Work request
Write out the data exactly as given, dropping every picture.
---*---
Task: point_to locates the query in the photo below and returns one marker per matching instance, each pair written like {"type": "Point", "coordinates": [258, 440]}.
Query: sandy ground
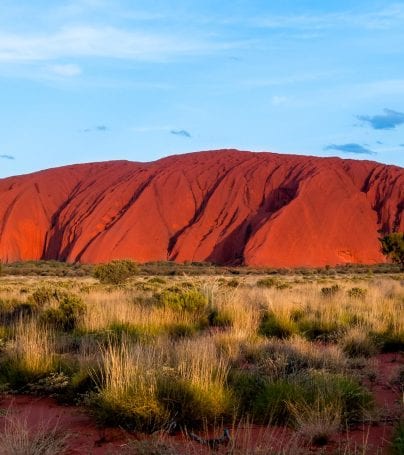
{"type": "Point", "coordinates": [86, 438]}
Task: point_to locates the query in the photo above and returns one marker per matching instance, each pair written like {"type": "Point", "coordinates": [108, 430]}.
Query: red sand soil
{"type": "Point", "coordinates": [87, 438]}
{"type": "Point", "coordinates": [226, 206]}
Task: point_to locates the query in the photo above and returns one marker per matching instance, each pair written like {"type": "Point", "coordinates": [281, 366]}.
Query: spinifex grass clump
{"type": "Point", "coordinates": [194, 390]}
{"type": "Point", "coordinates": [279, 400]}
{"type": "Point", "coordinates": [16, 438]}
{"type": "Point", "coordinates": [30, 354]}
{"type": "Point", "coordinates": [190, 300]}
{"type": "Point", "coordinates": [127, 382]}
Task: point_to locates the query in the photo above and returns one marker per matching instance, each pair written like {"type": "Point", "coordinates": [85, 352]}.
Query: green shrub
{"type": "Point", "coordinates": [330, 291]}
{"type": "Point", "coordinates": [271, 404]}
{"type": "Point", "coordinates": [115, 272]}
{"type": "Point", "coordinates": [246, 386]}
{"type": "Point", "coordinates": [130, 411]}
{"type": "Point", "coordinates": [266, 282]}
{"type": "Point", "coordinates": [67, 315]}
{"type": "Point", "coordinates": [183, 300]}
{"type": "Point", "coordinates": [217, 318]}
{"type": "Point", "coordinates": [393, 247]}
{"type": "Point", "coordinates": [357, 293]}
{"type": "Point", "coordinates": [398, 439]}
{"type": "Point", "coordinates": [317, 329]}
{"type": "Point", "coordinates": [45, 295]}
{"type": "Point", "coordinates": [193, 404]}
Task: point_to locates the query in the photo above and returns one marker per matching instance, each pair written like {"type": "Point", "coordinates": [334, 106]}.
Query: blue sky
{"type": "Point", "coordinates": [93, 80]}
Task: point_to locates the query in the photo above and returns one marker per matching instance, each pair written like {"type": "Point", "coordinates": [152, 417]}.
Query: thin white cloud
{"type": "Point", "coordinates": [102, 42]}
{"type": "Point", "coordinates": [382, 19]}
{"type": "Point", "coordinates": [66, 70]}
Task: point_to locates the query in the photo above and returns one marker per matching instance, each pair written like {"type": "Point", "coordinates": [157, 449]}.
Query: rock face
{"type": "Point", "coordinates": [226, 206]}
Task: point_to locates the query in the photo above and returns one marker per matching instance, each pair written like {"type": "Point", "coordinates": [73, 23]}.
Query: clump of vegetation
{"type": "Point", "coordinates": [393, 247]}
{"type": "Point", "coordinates": [268, 282]}
{"type": "Point", "coordinates": [190, 300]}
{"type": "Point", "coordinates": [398, 439]}
{"type": "Point", "coordinates": [193, 352]}
{"type": "Point", "coordinates": [273, 325]}
{"type": "Point", "coordinates": [330, 291]}
{"type": "Point", "coordinates": [357, 343]}
{"type": "Point", "coordinates": [115, 272]}
{"type": "Point", "coordinates": [66, 315]}
{"type": "Point", "coordinates": [18, 438]}
{"type": "Point", "coordinates": [357, 293]}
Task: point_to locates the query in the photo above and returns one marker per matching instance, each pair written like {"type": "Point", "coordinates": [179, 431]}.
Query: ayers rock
{"type": "Point", "coordinates": [226, 206]}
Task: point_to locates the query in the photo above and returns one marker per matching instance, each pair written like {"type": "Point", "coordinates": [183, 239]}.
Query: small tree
{"type": "Point", "coordinates": [393, 247]}
{"type": "Point", "coordinates": [115, 272]}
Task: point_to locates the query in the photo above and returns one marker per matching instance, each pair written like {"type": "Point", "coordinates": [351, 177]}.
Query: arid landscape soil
{"type": "Point", "coordinates": [289, 364]}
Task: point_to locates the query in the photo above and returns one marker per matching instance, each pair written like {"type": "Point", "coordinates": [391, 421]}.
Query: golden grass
{"type": "Point", "coordinates": [32, 348]}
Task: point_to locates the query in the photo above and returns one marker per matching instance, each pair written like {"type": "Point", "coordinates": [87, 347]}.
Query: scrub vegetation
{"type": "Point", "coordinates": [186, 353]}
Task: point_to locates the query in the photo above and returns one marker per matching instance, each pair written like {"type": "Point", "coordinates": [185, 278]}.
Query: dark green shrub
{"type": "Point", "coordinates": [45, 295]}
{"type": "Point", "coordinates": [193, 404]}
{"type": "Point", "coordinates": [266, 282]}
{"type": "Point", "coordinates": [398, 439]}
{"type": "Point", "coordinates": [115, 272]}
{"type": "Point", "coordinates": [246, 386]}
{"type": "Point", "coordinates": [330, 291]}
{"type": "Point", "coordinates": [271, 404]}
{"type": "Point", "coordinates": [131, 412]}
{"type": "Point", "coordinates": [393, 247]}
{"type": "Point", "coordinates": [357, 293]}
---*---
Written solution
Task: point_to locates the query in the photo below and returns one marker per matching instance, each pair written like {"type": "Point", "coordinates": [258, 440]}.
Query: sandy ground
{"type": "Point", "coordinates": [86, 438]}
Task: point_to locates the query in the photo above and returns one marker per matching instance, each pair written like {"type": "Point", "coordinates": [108, 430]}.
Query: red sand soil
{"type": "Point", "coordinates": [87, 438]}
{"type": "Point", "coordinates": [226, 206]}
Task: point_to locates the query in the photo above and returns one marker per matching instance, each pair written like {"type": "Point", "coordinates": [281, 366]}.
Query: spinifex grass clump
{"type": "Point", "coordinates": [194, 390]}
{"type": "Point", "coordinates": [279, 400]}
{"type": "Point", "coordinates": [16, 438]}
{"type": "Point", "coordinates": [30, 354]}
{"type": "Point", "coordinates": [190, 300]}
{"type": "Point", "coordinates": [127, 382]}
Task: point_to locates the query in the photo above and returns one marker per matching instance, each pair written like {"type": "Point", "coordinates": [85, 352]}.
Query: green shrub
{"type": "Point", "coordinates": [330, 291]}
{"type": "Point", "coordinates": [271, 404]}
{"type": "Point", "coordinates": [115, 272]}
{"type": "Point", "coordinates": [246, 386]}
{"type": "Point", "coordinates": [130, 411]}
{"type": "Point", "coordinates": [266, 282]}
{"type": "Point", "coordinates": [67, 315]}
{"type": "Point", "coordinates": [183, 300]}
{"type": "Point", "coordinates": [217, 318]}
{"type": "Point", "coordinates": [393, 247]}
{"type": "Point", "coordinates": [357, 293]}
{"type": "Point", "coordinates": [398, 439]}
{"type": "Point", "coordinates": [317, 329]}
{"type": "Point", "coordinates": [45, 295]}
{"type": "Point", "coordinates": [193, 404]}
Task: point_to locates the query in the photo above and returns one marker per matching instance, each pair written like {"type": "Point", "coordinates": [334, 106]}.
Query: blue sky
{"type": "Point", "coordinates": [93, 80]}
Task: point_to locates the query in the photo above and returns one marker per matching instance, each pair written like {"type": "Point", "coordinates": [152, 417]}.
Query: thin white cloud
{"type": "Point", "coordinates": [102, 42]}
{"type": "Point", "coordinates": [382, 19]}
{"type": "Point", "coordinates": [66, 70]}
Task: point_to locates the query in the photo above and returns one marker per matching instance, each pair written like {"type": "Point", "coordinates": [157, 449]}.
Query: rock face
{"type": "Point", "coordinates": [226, 206]}
Task: point_to locates the query in the photo above and returns one marker per matching instance, each pair written like {"type": "Point", "coordinates": [73, 23]}.
Query: clump of vegetation
{"type": "Point", "coordinates": [393, 247]}
{"type": "Point", "coordinates": [268, 282]}
{"type": "Point", "coordinates": [190, 300]}
{"type": "Point", "coordinates": [398, 439]}
{"type": "Point", "coordinates": [193, 352]}
{"type": "Point", "coordinates": [273, 325]}
{"type": "Point", "coordinates": [330, 291]}
{"type": "Point", "coordinates": [357, 343]}
{"type": "Point", "coordinates": [115, 272]}
{"type": "Point", "coordinates": [66, 315]}
{"type": "Point", "coordinates": [18, 438]}
{"type": "Point", "coordinates": [357, 293]}
Task: point_to locates the query in the photo above and returns one marker per matching instance, each pair written like {"type": "Point", "coordinates": [179, 431]}.
Query: ayers rock
{"type": "Point", "coordinates": [226, 206]}
Task: point_to locates the query in the photo above and returns one marker per matching instance, each pair written like {"type": "Point", "coordinates": [183, 239]}.
Query: small tree
{"type": "Point", "coordinates": [393, 247]}
{"type": "Point", "coordinates": [115, 272]}
Task: point_to locates the query in the photo above and returns one marker per matching instance, each pair written like {"type": "Point", "coordinates": [351, 177]}.
Query: arid landscape soil
{"type": "Point", "coordinates": [289, 364]}
Task: point_to locates the query in the photo above and returns one marker per matching instance, each pair written like {"type": "Point", "coordinates": [391, 421]}.
Query: golden grass
{"type": "Point", "coordinates": [32, 348]}
Task: point_to locates the query in the photo above and returns one marker per matching instance, each pair written like {"type": "Point", "coordinates": [87, 347]}.
Query: scrub vegetation
{"type": "Point", "coordinates": [186, 353]}
Task: point_to locates the query in the photo above and returns one marker per matching instance, each pair written like {"type": "Point", "coordinates": [185, 278]}.
Query: dark green shrub
{"type": "Point", "coordinates": [45, 295]}
{"type": "Point", "coordinates": [193, 404]}
{"type": "Point", "coordinates": [266, 282]}
{"type": "Point", "coordinates": [398, 439]}
{"type": "Point", "coordinates": [115, 272]}
{"type": "Point", "coordinates": [246, 386]}
{"type": "Point", "coordinates": [330, 291]}
{"type": "Point", "coordinates": [271, 404]}
{"type": "Point", "coordinates": [131, 412]}
{"type": "Point", "coordinates": [393, 247]}
{"type": "Point", "coordinates": [357, 293]}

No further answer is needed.